*MATERIAL PROVIDED:*

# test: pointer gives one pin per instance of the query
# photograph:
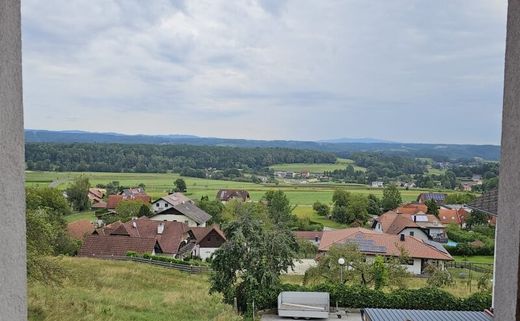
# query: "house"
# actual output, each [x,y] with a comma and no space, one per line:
[225,195]
[170,237]
[371,243]
[378,184]
[417,224]
[114,200]
[187,213]
[96,195]
[118,245]
[169,201]
[78,230]
[423,315]
[312,236]
[205,241]
[439,198]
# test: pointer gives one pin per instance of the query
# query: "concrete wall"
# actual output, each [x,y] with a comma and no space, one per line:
[508,222]
[12,199]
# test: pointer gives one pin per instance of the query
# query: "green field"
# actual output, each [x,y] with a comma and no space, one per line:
[124,291]
[341,163]
[474,259]
[158,184]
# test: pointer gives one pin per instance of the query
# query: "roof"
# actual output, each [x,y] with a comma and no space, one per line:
[425,315]
[189,210]
[79,229]
[169,240]
[201,232]
[371,242]
[102,245]
[227,194]
[438,197]
[176,198]
[488,202]
[308,235]
[393,222]
[114,200]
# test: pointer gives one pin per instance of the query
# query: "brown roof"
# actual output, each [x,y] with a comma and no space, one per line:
[170,239]
[308,235]
[101,245]
[393,222]
[201,232]
[371,242]
[488,202]
[114,200]
[227,194]
[80,229]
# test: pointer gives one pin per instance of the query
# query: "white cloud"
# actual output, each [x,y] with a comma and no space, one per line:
[267,69]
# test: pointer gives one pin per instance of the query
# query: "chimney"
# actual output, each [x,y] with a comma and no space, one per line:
[160,228]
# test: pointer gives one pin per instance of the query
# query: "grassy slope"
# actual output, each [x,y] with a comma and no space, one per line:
[120,291]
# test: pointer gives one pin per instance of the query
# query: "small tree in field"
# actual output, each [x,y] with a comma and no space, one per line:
[180,185]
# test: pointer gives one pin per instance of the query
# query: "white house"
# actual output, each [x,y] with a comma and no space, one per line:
[169,201]
[420,252]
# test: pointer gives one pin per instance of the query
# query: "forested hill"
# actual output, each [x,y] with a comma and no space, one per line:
[343,149]
[160,158]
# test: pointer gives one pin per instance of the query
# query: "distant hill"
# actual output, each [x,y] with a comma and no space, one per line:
[340,147]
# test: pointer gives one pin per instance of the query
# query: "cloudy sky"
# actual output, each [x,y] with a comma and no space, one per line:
[402,70]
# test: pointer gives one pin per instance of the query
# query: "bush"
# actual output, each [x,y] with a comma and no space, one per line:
[419,299]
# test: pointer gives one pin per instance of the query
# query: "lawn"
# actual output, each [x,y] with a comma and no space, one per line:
[88,215]
[341,163]
[114,290]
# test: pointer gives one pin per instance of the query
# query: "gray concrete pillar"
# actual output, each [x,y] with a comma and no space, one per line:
[13,280]
[507,305]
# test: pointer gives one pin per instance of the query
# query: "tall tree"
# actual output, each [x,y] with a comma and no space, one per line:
[77,193]
[249,264]
[391,198]
[180,185]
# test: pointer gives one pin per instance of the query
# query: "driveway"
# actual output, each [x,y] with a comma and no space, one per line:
[354,316]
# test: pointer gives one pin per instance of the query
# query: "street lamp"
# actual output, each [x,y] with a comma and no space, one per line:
[341,262]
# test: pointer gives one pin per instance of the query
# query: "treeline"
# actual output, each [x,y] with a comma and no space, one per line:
[160,158]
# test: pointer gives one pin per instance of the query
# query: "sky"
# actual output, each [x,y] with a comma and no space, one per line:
[400,70]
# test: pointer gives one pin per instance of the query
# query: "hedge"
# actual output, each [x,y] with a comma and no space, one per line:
[168,259]
[417,299]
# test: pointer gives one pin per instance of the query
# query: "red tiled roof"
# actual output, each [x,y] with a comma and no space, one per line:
[201,232]
[101,245]
[170,239]
[114,200]
[80,229]
[392,245]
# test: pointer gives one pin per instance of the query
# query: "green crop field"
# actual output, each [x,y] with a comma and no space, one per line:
[113,290]
[158,184]
[341,163]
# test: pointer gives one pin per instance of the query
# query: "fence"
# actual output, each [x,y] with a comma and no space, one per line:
[477,267]
[181,267]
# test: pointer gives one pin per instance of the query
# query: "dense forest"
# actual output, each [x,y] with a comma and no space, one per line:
[146,158]
[438,152]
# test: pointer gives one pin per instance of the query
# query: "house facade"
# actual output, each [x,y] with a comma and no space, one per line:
[421,253]
[168,201]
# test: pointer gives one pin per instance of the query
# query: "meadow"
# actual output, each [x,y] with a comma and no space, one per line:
[341,163]
[123,291]
[158,184]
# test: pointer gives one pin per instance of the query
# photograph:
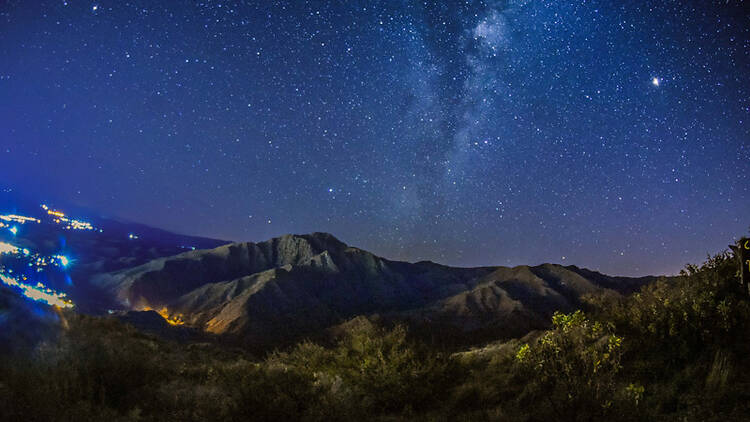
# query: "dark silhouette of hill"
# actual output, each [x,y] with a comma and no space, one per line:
[297,285]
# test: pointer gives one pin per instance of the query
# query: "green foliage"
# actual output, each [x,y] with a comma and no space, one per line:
[573,367]
[676,350]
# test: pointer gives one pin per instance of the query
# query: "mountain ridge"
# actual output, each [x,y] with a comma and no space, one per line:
[295,285]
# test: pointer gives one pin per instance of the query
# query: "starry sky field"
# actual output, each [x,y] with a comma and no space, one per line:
[611,135]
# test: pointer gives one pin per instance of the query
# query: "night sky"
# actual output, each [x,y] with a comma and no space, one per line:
[611,135]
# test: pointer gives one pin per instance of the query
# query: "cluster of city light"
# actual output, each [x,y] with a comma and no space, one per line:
[19,219]
[59,217]
[39,293]
[173,319]
[8,248]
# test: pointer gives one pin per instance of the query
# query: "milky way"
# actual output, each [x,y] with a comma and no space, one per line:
[612,135]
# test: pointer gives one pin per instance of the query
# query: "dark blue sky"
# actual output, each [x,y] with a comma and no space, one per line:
[612,135]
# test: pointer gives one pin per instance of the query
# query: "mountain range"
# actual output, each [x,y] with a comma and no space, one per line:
[297,285]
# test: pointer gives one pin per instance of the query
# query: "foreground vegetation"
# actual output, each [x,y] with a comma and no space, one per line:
[677,350]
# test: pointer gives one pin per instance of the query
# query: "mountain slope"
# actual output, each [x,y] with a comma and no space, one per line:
[295,285]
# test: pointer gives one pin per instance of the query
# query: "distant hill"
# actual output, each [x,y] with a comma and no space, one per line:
[110,246]
[296,285]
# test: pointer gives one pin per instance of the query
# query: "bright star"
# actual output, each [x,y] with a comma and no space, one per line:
[64,261]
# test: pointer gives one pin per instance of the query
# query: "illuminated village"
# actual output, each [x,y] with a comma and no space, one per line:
[36,262]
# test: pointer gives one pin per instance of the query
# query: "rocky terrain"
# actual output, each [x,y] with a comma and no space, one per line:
[297,285]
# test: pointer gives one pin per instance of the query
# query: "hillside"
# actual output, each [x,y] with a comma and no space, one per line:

*DIRECTIONS FOR THIS TASK:* Would you print the listing above in full, exactly, but with no pictures?

*PROBLEM SOLUTION:*
# test: pointer gives one pin per instance of the query
# photograph:
# query: "house"
# actual output, each [x,y] with a comma and no space, one per line:
[225,195]
[170,237]
[371,243]
[378,184]
[417,224]
[114,200]
[187,213]
[96,195]
[118,245]
[169,201]
[78,230]
[423,315]
[312,236]
[205,241]
[439,198]
# test: pointer gives one pin per instance of the query
# query: "concrete wall"
# actual output, each [x,y] with a comma and no space, one per line:
[508,222]
[12,199]
# test: pointer gives one pin per instance of the query
# query: "green field"
# actual output, each [x,y] with a comma and no space, one per line:
[124,291]
[341,163]
[474,259]
[158,184]
# test: pointer gives one pin per instance of the query
# query: "roof"
# actual output, each [x,y] with a comma and no space, one per line:
[425,315]
[189,210]
[79,229]
[169,240]
[201,232]
[371,242]
[102,245]
[227,194]
[438,197]
[176,198]
[488,202]
[308,235]
[393,222]
[114,200]
# test: pointer gives one pin per instance of the query
# query: "brown roof"
# actual output, each [x,y] with a comma and no space, one per line:
[170,239]
[308,235]
[101,245]
[393,222]
[201,232]
[371,242]
[488,202]
[114,200]
[227,194]
[80,229]
# test: pointer gives one pin per instance of the query
# query: "white cloud"
# actual output, each [x,y] with a comma and no space, one per line:
[267,69]
# test: pointer gives one pin per instance of the query
# query: "chimney"
# actual output, each [x,y] with a comma and no space, one per line:
[160,228]
# test: pointer gives one pin per instance of the query
# query: "grassy slope"
# actual output, each [x,y] with a comma and no space, one per line:
[120,291]
# test: pointer gives one pin per instance of the query
# query: "small tree in field"
# actual output, each [x,y] with a comma and no space, one per line:
[180,185]
# test: pointer gives one pin per instance of the query
# query: "white house"
# actual output, each [x,y] with a comma and no space, one per line:
[169,201]
[420,252]
# test: pointer gives one pin per instance of the query
# query: "forested hill"
# actual output, each [x,y] with a comma and no space, one per line:
[343,149]
[160,158]
# test: pointer gives one pin per instance of the query
# query: "distant hill"
# actual output, each [x,y] with a comma and no space, one per line:
[340,147]
# test: pointer gives one pin per instance of the query
# query: "cloudy sky"
# actual output, each [x,y] with a comma and no space, one per line:
[402,70]
# test: pointer gives one pin per instance of the query
# query: "bush"
# actual output, each [x,y] with a comma and no space, one per line:
[419,299]
# test: pointer gives one pin per instance of the query
# query: "lawn"
# actual output, each [x,y] with a comma and no space, one per line:
[88,215]
[341,163]
[114,290]
# test: pointer gives one pin per instance of the query
# query: "gray concrete pillar"
# actual output, each [x,y] with a comma and no space, one per line:
[13,280]
[507,305]
# test: pointer gives one pin per instance of the query
# query: "tall tree"
# actual output, each [x,y] with a comma and no space, one per line:
[77,193]
[249,264]
[391,198]
[180,185]
# test: pointer gives one pin per instance of the query
# query: "driveway"
# actual output, each [x,y] with a comma and no space, one per line:
[354,316]
# test: pointer gives one pin per instance of the query
# query: "street lamp"
# actual output, each [x,y] with a comma and no space, one per line:
[341,262]
# test: pointer gives one pin per instance of the query
# query: "treeline"
# actual output, each [x,y] with a comma and no space, one per line:
[160,158]
# test: pointer gives one pin per instance of the query
# query: "sky"
# actual output, each [x,y] with a comma and no space, one per line:
[400,70]
# test: pointer gives one pin per instance of the query
# query: "hedge"
# actual output, each [x,y] with a comma and no space, one per line:
[168,259]
[417,299]
# test: pointer gives one pin per instance of the query
# query: "red tiled roof"
# actual output, each [x,y] with a comma and no space, one per line:
[201,232]
[101,245]
[170,239]
[114,200]
[80,229]
[392,245]
# test: pointer gives one pin per instance of the query
# query: "green crop field"
# actual output, each [x,y] with a comma and no space, one per line:
[113,290]
[158,184]
[341,163]
# test: pointer gives one pin per instance of the query
# query: "fence"
# actual output, each [x,y] with a comma and no space, one per line:
[477,267]
[181,267]
# test: pointer gives one pin per instance of the query
# query: "dense forest"
# actual output, each [x,y] with a comma and no space, one per line:
[146,158]
[438,152]
# test: pointer gives one pin per instance of the query
# query: "house facade"
# actual output, each [x,y] with a comma and no space, one per line:
[421,253]
[168,201]
# test: pointer gives one pin per instance of the query
# query: "meadow"
# actual output, each [x,y] with a comma and no space, one per line:
[341,163]
[123,291]
[158,184]
# test: pointer gives one pin per instance of the query
# photograph:
# query: "dark silhouette of hill"
# actual output, each [x,y] with a comma and no space, one per line:
[297,285]
# test: pointer gives one pin per instance of the query
# query: "green foliage"
# actual output, each [x,y] with a comma and no space, one per line:
[573,367]
[676,350]
# test: pointer gives one pin per instance of the query
# query: "mountain ridge"
# actual output, each [x,y] with a comma and no space, one per line:
[295,285]
# test: pointer gives one pin per instance of the query
# query: "starry sky field"
# actual output, each [x,y] with a comma and no space, one per line:
[611,135]
# test: pointer gives one pin per instance of the query
# query: "night sky"
# actual output, each [x,y] with a comma and no space, one per line:
[611,135]
# test: pointer gives one pin per instance of the query
# query: "cluster of city light"
# actual output, each [x,y] with a comma and no space, one per line:
[19,219]
[59,217]
[39,293]
[173,319]
[8,248]
# test: pointer gives one pin per instance of the query
# query: "milky way"
# actual output, each [x,y] with a comma and no space, one per line:
[612,135]
# test: pointer gives one pin per instance of the query
# query: "dark blue sky"
# actual output, each [x,y] with a comma and no space, one per line:
[612,135]
# test: pointer gives one pin per instance of the query
# query: "mountain range"
# actual output, each [x,y] with a comma and no space, one per line:
[297,285]
# test: pointer gives one pin per instance of the query
# query: "foreground vegetation"
# actual output, each [x,y] with a comma and no space, one per line:
[677,350]
# test: pointer gives one pin per instance of the query
# query: "mountain slope"
# actual output, each [x,y] with a comma and no space, one per line:
[295,285]
# test: pointer gives one pin per instance of the query
# query: "distant hill"
# actual output, each [x,y] with a comma and no space, one per line:
[110,246]
[296,285]
# test: pointer gives one pin per instance of the query
# query: "bright star"
# actual output, each [x,y] with a comma and no space, one per line:
[64,261]
# test: pointer gives one pin per instance of the query
# query: "illuminated village"
# actual output, each [x,y] with a comma and no space, one per line:
[36,262]
# test: pointer gives one pin per instance of the query
# query: "rocky terrain"
# actual output, each [x,y] with a comma and no space, one per line:
[297,285]
# test: pointer gives one pin per instance of the query
# query: "hillside"
# actual output, each [x,y] with a comma and no space, one per line:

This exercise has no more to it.